* **Written problem**: Copy out, without changes, the lines from the one containing "Pinpoint red stripe" through the one containing "[[16, 53, 29, 59], [61, 61, 160, 64]]", both included, and nothing else.

* **Records shown**:
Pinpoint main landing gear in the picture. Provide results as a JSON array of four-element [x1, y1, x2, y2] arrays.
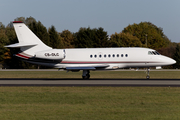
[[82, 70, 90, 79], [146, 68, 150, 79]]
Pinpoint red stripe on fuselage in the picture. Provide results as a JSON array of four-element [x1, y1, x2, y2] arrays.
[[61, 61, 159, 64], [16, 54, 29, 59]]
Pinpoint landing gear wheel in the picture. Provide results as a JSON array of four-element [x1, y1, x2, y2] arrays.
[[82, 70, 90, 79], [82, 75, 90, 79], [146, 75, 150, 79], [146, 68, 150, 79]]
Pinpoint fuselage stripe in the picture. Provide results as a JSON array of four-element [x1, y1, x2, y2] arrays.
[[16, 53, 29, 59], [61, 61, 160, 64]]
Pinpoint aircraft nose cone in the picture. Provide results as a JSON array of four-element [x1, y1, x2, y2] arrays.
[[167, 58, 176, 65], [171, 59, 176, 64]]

---

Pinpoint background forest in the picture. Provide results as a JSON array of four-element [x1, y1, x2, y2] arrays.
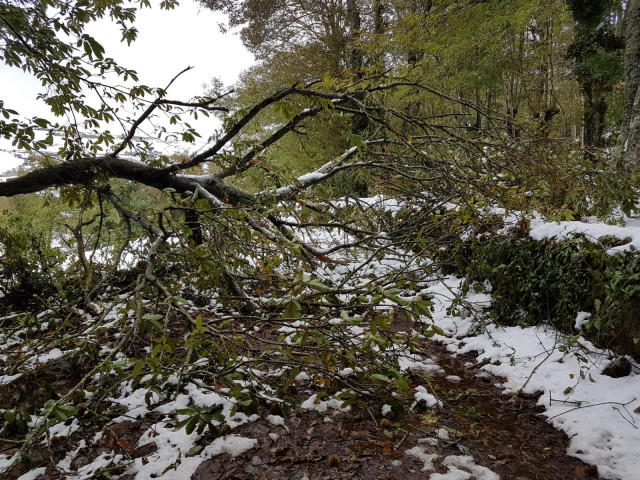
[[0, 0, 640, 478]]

* **Problem solution**:
Pinpoint red stripe on fuselage in the picture. Provide results as a JSON array of four-element [x1, y1, x2, y2] arrays.
[[61, 61, 159, 64], [16, 54, 29, 59]]
Pinpoint landing gear wheel in the picture. Provide results as a JSON array of four-element [x1, y1, x2, y2] arrays.
[[82, 70, 90, 79], [82, 75, 90, 79], [146, 75, 150, 79], [146, 68, 150, 79]]
Pinpoint fuselage stripe in the picture. Provide results as a JSON array of four-element [x1, y1, x2, y2] arrays.
[[16, 53, 29, 59], [61, 61, 160, 64]]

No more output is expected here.